Source text
** Begin **

Using this dataset, we form a clean labeled dataset $\mathcal {C}=\{(x,y) \mid s_\textrm{clean}\ge \tau _{\mathrm {\ label}},\ (x,y,s)\in \mathcal {X}_s\}$ where clean class probability $s_\textrm{clean}$ exceeds clean label threshold $\tau _{\ \textrm{label}}$, and an unlabeled dataset $\mathcal {U} = \{(x,s) \mid (x,y,s)\in \mathcal {X}_s\}$, which is used for consistency regularization (Rasmus et al., 2015; Sajjadi et al., 2016) based learning.

Based on these datasets, the semi-supervised loss function consists of two cross-entropy loss terms: supervised loss $\mathcal {L_C}$ and unsupervised loss $\mathcal {L_U}$. First of all, $\mathcal {L_C}$ is the standard cross-entropy loss $\mathcal {H}(\cdot )$ on dataset $\mathcal {C}$ as follows:

$$\begin{aligned} \mathcal {L}_\mathcal {C} = \frac{1}{\mathcal {\mid C \mid }}\sum _{(x,y) \in \mathcal {C}}\mathcal {H}(y,p_{\textrm{m}}(x;\theta )). \end{aligned}$$

(4)

For the unsupervised loss function, we exploit consistency regularization loss, a function used by Sohn et al. (2020), one of the most prevalent modern SSL frameworks. However, Our methodology is different in that it maximizes the effect according to the LNL by flexibly adjusting the threshold for determining a stable sample using split confidence that indicates the degree of distance from the decision boundary that divides the clean and noisy samples obtained through SplitNet.

As shown in Fig. 4, in the case of a fixed threshold, in situations with a very high level of label noise, a lower threshold achieves better performance and vice versa. This tendency is the reason that achieving superior performance in all noise ratio benchmarks with only one hyper-parameter setting is a difficult task. With motivation from these findings, we propose a dynamic threshold that is adjusted according to the split confidence of the sample.

A high split confidence indicates that the model is already well aware of the class to which the sample belongs. Consequently, our approach lowers the threshold for data with high split confidence, allowing more pseudo labels to be utilized more quickly. This, in turn, improves the model’s performance through the Flywheel Effect, enabling it to identify correct pseudo labels more efficiently in subsequent epochs. The results (see Sect. 5.5) demonstrate that the correctness of pseudo labeling is higher with a dynamic threshold, which aligns with our motivation and contention.

Specifically, we first generate an artificial pseudo-label $q=\mathcal {E}(\mathrm {arg\,max}(p_{\textrm{m}}(\alpha (x);\theta )))$, where $\alpha (\cdot )$ is a weak augmentation function that can carry out simple transformations (for example, flip and shift) on an image, and $\mathcal {E}$ is a function that one-hot-encodes an index value. Then we enforce the model so that the model output of strongly-augmented data and of weakly-augmented data are consistent.

** End **

Image object location entries
** Begin **

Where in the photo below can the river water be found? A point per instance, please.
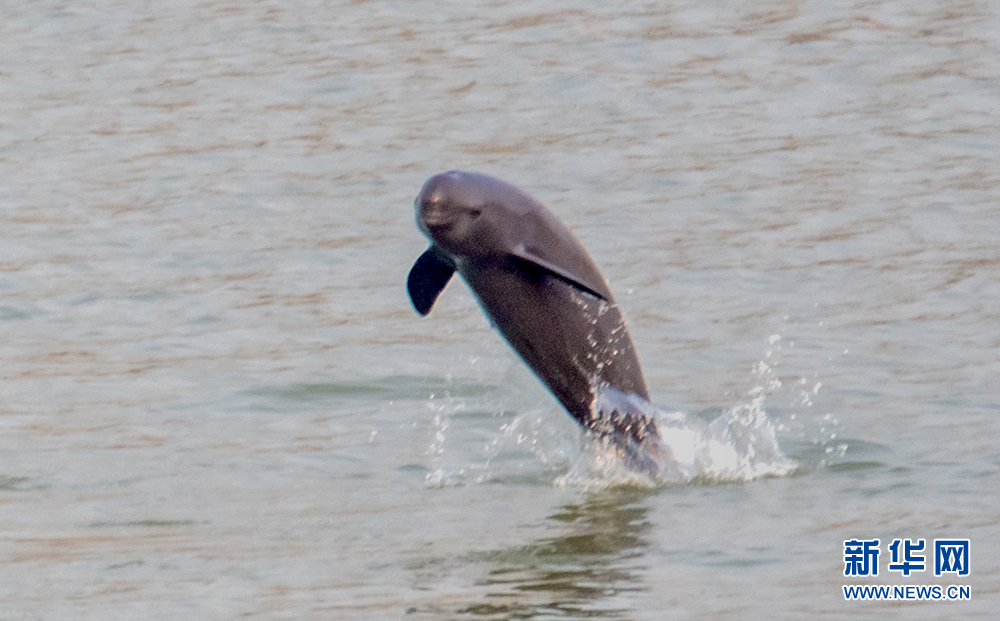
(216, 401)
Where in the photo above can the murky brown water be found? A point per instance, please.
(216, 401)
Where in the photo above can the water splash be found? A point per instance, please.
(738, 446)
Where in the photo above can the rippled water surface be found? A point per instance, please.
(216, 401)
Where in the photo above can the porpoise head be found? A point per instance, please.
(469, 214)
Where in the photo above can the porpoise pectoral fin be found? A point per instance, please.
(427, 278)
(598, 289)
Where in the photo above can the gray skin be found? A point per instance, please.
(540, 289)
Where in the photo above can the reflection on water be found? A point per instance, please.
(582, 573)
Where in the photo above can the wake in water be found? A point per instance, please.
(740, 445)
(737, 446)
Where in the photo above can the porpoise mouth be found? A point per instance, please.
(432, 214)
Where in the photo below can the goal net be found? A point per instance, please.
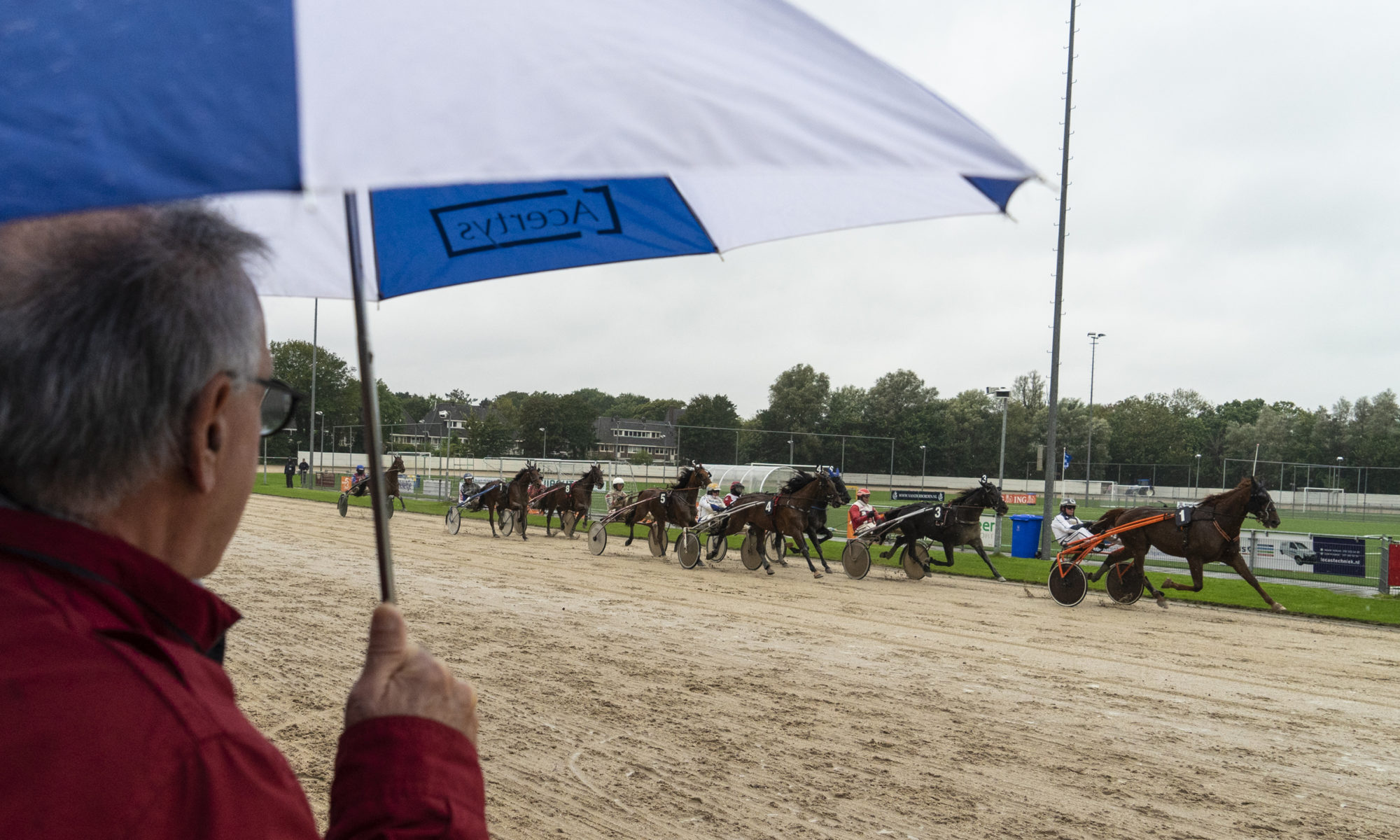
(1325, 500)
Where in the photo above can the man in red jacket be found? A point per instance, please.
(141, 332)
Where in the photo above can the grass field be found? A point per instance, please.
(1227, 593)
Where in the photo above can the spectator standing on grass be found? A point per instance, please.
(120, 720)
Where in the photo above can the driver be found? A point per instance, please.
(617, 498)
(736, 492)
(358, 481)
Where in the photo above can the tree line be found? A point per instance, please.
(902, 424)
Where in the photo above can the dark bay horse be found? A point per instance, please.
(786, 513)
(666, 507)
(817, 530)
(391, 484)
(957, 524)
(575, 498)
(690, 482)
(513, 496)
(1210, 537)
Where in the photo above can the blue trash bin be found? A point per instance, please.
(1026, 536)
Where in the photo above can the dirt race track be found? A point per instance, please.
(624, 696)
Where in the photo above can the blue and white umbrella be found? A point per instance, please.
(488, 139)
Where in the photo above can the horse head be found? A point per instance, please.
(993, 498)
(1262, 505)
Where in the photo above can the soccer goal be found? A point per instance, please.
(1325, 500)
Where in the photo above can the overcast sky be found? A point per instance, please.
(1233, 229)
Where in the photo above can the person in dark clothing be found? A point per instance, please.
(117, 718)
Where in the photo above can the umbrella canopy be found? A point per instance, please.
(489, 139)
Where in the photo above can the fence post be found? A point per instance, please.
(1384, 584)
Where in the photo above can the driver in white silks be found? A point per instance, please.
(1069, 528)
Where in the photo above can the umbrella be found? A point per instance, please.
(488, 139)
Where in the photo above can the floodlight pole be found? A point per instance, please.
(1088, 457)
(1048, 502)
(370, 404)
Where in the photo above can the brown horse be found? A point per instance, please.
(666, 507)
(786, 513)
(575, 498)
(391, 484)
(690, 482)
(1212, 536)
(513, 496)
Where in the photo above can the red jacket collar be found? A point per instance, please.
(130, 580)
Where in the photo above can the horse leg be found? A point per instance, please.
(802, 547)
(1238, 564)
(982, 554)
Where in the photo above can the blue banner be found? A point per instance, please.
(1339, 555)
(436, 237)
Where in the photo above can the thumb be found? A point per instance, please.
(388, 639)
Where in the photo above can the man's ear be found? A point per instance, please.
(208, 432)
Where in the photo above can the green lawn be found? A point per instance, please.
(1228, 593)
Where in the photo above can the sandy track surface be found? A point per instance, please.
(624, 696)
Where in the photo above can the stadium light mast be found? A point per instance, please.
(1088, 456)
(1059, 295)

** End **

Written task 1
In the semi-supervised learning excerpt, what two examples are given of the simple transformations a weak augmentation function can carry out on an image?
Written task 2
Render as a numbered list the lines of the listing between the one holding "Where in the photo above can the overcast" and the one holding "(1069, 528)", inclusive, leaving out any blank lines.
The listing bears no relation to the semi-supervised learning excerpt.

Correct output 1
Flip and shift.

Correct output 2
1. Where in the photo above can the overcast sky be found? A point per instance, please.
2. (1233, 229)
3. Where in the photo above can the person in dark clothing be found? A point per instance, please.
4. (117, 718)
5. Where in the photo above can the umbrella canopy be found? A point per instance, please.
6. (489, 139)
7. Where in the photo above can the fence post be found? A point per instance, please.
8. (1384, 584)
9. Where in the photo above can the driver in white silks be found? A point per instance, please.
10. (1069, 528)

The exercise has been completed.